STUDY QUESTIONS:
1) Echo the lambing passage word for word between "I had the sheep" and "fertilize the soil.", inclusive.
2) Answer these questions using the lambing passage.
(a) How often do the sheep move on in their graze?
(b) What does Bronte tend to skip for almost the entire two weeks of lambing?
(c) Where were the sheep kept without a dog?
3) Translate this sentence from the lambing passage into Spanish: "I figure some scavenger bird will find them and benefit from them, or else, they'll fertilize the soil."
EXTRACT TO READ below:
I don’t bother picking up the sheep placentas in the pasture, because the sheep move on in their graze every couple of days, so the afterbirth doesn’t pose much of a biohazard to them. Bronte the LGD eats a lot of them, but eventually she gets full. She tends to opt-out of eating her proper dinner almost the entire two weeks of lambing, because she’s eaten so many placentas! Sometimes she finds them while they are still exiting the ewe, and she gives them a gentle tug to hurry them along. Smile with tongue outOne of the many humorous and gross things that happens on a farm that makes a farmer just shrug. Placentas are very nutritious, after all.

I had the sheep in a few areas in the orchard near the house, where I didn’t put a dog in with them, so those placentas got left behind too. I figure some scavenger bird will find them and benefit from them, or else, they’ll fertilize the soil.
End of EXTRACT TO READ.
EXTRACTED DATA below:
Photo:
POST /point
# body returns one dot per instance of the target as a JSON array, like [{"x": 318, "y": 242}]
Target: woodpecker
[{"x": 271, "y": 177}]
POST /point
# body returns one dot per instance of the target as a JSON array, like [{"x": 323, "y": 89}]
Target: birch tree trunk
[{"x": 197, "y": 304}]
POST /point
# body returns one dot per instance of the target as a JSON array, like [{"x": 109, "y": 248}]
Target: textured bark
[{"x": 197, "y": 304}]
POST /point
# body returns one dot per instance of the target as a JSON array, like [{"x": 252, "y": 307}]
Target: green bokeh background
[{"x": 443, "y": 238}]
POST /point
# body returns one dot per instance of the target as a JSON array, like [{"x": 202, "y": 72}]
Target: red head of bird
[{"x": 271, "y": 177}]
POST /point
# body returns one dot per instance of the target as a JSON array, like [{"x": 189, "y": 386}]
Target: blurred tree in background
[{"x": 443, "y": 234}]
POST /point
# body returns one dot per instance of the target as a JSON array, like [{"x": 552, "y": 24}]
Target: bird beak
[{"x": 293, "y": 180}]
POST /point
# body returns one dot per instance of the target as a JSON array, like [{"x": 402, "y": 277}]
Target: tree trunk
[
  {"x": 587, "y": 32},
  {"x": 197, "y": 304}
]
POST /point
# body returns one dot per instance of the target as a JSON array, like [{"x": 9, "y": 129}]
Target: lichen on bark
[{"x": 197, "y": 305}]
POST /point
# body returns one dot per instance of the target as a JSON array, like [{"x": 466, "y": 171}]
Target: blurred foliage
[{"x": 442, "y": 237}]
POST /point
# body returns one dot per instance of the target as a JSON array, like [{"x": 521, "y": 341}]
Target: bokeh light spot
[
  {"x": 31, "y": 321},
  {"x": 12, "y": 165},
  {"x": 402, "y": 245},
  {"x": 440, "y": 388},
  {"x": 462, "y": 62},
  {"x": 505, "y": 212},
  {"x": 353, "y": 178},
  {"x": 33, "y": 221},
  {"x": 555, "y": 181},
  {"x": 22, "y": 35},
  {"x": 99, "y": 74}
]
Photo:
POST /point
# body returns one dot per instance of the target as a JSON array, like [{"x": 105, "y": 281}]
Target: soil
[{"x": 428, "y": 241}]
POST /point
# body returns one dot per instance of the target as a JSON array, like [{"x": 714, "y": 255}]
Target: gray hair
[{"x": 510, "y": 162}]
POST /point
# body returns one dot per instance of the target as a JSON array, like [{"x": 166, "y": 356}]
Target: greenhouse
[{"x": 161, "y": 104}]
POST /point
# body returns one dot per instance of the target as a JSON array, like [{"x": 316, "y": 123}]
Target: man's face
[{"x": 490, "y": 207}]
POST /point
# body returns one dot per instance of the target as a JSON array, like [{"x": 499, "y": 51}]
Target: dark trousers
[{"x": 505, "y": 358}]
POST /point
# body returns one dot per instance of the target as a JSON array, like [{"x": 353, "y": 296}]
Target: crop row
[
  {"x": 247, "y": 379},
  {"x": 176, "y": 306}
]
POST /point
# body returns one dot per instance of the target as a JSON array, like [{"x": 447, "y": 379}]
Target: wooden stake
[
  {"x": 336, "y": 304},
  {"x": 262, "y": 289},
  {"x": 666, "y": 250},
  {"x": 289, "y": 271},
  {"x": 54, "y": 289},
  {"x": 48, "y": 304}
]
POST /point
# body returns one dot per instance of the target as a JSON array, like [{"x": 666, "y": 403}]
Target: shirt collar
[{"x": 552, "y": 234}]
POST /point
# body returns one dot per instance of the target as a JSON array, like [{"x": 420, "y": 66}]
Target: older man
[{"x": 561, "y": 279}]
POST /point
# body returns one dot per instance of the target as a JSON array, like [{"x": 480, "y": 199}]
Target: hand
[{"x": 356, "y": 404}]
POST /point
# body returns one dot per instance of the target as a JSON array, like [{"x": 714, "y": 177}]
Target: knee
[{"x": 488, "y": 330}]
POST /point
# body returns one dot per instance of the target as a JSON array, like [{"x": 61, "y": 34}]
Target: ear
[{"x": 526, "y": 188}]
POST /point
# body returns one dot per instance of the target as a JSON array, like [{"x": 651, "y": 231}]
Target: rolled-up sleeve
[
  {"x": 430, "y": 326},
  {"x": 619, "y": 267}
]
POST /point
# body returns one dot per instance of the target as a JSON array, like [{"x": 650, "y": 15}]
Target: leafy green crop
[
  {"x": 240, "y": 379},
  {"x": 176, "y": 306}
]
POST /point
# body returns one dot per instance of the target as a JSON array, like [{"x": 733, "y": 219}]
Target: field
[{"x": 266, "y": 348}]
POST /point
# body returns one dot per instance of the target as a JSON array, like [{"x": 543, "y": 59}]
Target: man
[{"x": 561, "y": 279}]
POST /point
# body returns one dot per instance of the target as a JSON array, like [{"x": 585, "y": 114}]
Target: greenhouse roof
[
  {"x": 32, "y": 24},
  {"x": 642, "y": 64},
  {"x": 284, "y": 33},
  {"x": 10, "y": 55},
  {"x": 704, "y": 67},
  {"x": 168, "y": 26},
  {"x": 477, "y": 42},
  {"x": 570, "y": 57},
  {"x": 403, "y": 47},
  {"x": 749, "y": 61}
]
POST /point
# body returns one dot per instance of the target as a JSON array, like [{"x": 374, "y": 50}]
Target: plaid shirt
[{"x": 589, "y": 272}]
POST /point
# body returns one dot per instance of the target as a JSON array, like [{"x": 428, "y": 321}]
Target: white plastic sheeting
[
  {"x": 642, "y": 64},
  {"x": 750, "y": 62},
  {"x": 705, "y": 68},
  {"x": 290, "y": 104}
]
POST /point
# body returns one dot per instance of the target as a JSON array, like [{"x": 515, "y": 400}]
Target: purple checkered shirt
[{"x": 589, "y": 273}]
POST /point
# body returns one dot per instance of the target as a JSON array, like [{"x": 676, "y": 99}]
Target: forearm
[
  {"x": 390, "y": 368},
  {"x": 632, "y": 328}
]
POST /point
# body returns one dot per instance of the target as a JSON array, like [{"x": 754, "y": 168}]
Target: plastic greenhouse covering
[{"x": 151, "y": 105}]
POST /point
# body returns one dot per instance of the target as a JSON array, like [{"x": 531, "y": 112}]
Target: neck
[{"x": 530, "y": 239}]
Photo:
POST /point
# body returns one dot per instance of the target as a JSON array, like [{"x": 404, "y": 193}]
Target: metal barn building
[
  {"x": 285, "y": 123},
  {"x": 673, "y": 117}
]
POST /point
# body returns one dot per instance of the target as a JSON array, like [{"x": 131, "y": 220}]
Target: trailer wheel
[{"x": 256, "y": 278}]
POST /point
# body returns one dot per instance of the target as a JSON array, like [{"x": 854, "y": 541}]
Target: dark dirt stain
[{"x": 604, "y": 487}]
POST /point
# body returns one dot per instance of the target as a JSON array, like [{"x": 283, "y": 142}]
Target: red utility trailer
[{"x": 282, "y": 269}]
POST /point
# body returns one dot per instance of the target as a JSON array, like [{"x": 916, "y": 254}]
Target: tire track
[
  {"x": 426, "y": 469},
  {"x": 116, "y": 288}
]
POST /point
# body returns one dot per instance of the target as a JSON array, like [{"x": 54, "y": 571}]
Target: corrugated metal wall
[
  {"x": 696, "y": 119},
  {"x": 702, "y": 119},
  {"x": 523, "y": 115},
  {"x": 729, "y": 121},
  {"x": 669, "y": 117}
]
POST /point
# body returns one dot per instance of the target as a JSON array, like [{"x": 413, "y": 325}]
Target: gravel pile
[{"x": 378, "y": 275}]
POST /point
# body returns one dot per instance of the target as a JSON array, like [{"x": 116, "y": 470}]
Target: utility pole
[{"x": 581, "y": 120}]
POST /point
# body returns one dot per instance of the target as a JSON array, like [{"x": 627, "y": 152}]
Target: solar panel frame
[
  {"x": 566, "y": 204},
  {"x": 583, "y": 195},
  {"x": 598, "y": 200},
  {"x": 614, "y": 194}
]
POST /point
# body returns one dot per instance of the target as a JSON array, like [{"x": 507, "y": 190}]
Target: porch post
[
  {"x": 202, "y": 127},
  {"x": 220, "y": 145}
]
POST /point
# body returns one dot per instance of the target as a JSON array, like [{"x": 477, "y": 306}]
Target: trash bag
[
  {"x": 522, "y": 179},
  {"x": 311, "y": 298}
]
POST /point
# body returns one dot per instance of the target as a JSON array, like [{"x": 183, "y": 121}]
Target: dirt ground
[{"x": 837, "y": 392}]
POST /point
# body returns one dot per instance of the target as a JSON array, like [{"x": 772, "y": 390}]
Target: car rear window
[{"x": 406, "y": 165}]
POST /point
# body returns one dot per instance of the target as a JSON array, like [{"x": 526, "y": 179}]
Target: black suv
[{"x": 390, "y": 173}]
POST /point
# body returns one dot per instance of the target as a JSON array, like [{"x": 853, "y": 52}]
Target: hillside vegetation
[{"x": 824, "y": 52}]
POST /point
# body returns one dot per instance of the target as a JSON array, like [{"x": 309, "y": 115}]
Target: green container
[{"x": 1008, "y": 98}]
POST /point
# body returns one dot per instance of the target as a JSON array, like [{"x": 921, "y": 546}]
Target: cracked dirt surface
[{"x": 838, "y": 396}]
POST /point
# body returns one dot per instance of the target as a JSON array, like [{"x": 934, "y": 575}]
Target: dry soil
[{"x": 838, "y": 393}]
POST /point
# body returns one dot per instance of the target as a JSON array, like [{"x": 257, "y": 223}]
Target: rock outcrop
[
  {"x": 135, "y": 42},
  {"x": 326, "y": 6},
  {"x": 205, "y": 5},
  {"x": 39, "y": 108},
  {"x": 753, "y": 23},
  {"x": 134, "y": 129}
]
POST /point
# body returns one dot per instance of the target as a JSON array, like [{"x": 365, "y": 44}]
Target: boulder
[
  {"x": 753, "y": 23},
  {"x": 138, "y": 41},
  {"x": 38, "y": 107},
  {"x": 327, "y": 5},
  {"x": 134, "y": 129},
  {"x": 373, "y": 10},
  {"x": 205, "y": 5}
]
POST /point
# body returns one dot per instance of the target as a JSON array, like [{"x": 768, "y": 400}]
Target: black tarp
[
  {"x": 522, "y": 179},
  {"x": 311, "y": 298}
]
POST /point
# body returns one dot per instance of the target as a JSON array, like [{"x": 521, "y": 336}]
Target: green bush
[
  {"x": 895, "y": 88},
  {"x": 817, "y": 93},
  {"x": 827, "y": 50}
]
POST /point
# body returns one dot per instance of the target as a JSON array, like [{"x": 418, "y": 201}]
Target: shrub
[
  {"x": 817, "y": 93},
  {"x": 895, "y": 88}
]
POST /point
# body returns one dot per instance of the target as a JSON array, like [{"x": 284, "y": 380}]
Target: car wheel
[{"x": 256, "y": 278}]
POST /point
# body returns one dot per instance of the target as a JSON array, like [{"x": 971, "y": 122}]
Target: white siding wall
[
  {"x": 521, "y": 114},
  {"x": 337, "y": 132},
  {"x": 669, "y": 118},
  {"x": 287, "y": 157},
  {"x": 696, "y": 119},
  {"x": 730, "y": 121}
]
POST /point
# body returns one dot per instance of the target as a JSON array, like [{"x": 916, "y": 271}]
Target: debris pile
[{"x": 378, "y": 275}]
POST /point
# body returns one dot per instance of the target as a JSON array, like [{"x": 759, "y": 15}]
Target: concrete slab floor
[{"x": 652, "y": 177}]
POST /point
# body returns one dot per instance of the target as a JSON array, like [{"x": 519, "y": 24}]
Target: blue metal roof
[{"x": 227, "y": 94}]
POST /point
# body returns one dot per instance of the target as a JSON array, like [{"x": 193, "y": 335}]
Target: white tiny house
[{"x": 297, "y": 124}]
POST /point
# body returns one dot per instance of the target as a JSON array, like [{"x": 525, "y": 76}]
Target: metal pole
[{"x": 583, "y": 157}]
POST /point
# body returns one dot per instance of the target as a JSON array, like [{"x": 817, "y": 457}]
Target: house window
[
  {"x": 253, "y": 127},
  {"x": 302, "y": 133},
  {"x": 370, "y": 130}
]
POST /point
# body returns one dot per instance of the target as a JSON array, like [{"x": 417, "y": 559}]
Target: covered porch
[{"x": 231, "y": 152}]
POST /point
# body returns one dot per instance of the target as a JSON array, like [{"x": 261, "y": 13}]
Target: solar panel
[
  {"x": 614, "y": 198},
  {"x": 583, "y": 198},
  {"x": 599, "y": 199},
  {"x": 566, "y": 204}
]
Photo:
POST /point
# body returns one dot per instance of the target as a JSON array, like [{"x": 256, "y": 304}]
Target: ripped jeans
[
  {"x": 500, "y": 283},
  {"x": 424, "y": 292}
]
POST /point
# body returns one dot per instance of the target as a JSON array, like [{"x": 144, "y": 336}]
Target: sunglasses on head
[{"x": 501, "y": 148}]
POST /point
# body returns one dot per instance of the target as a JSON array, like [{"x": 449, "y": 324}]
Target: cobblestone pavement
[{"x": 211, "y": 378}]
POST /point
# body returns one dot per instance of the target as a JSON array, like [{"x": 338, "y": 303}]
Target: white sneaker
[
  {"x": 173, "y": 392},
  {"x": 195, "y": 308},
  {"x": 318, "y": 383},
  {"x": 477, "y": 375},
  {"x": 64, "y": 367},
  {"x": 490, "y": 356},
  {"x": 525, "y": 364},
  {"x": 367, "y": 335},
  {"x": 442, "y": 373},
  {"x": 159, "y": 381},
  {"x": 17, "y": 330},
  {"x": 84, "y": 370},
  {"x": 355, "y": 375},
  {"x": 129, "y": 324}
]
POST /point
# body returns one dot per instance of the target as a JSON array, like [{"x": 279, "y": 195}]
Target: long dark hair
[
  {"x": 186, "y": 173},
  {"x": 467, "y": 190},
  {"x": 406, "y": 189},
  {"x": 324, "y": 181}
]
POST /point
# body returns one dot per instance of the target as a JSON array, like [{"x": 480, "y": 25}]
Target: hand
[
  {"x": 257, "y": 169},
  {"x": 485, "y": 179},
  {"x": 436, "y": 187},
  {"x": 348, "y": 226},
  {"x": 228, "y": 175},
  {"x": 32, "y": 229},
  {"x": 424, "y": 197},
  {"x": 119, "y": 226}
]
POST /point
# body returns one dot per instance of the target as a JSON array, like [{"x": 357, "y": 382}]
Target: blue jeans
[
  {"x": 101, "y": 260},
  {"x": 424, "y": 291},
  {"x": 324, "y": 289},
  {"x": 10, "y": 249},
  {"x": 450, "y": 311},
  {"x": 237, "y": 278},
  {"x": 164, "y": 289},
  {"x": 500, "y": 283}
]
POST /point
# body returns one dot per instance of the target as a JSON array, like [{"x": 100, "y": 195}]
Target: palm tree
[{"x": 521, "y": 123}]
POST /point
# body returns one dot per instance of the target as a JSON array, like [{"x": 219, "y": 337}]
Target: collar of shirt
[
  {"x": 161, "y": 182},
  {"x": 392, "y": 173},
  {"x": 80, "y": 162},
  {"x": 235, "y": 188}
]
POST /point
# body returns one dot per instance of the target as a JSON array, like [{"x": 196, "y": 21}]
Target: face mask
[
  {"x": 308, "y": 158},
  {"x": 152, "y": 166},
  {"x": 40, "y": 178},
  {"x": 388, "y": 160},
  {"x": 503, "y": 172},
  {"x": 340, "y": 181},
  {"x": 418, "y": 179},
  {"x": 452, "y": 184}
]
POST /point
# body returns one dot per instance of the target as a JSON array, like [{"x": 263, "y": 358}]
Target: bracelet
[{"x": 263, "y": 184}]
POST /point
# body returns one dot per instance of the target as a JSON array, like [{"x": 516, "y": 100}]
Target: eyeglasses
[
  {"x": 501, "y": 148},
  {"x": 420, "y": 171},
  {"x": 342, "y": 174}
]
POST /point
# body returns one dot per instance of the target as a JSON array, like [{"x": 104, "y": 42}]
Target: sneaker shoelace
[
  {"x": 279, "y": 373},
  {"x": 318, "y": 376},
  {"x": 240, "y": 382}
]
End of EXTRACTED DATA.
RESULTS:
1)
I had the sheep in a few areas in the orchard near the house, where I didn’t put a dog in with them, so those placentas got left behind too. I figure some scavenger bird will find them and benefit from them, or else, they’ll fertilize the soil.

2)
(a) Every couple of days.
(b) Her proper dinner.
(c) In a few areas in the orchard near the house.

3) Me imagino que algún ave carroñera las encontrará y se beneficiará de ellas, o si no, fertilizarán el suelo.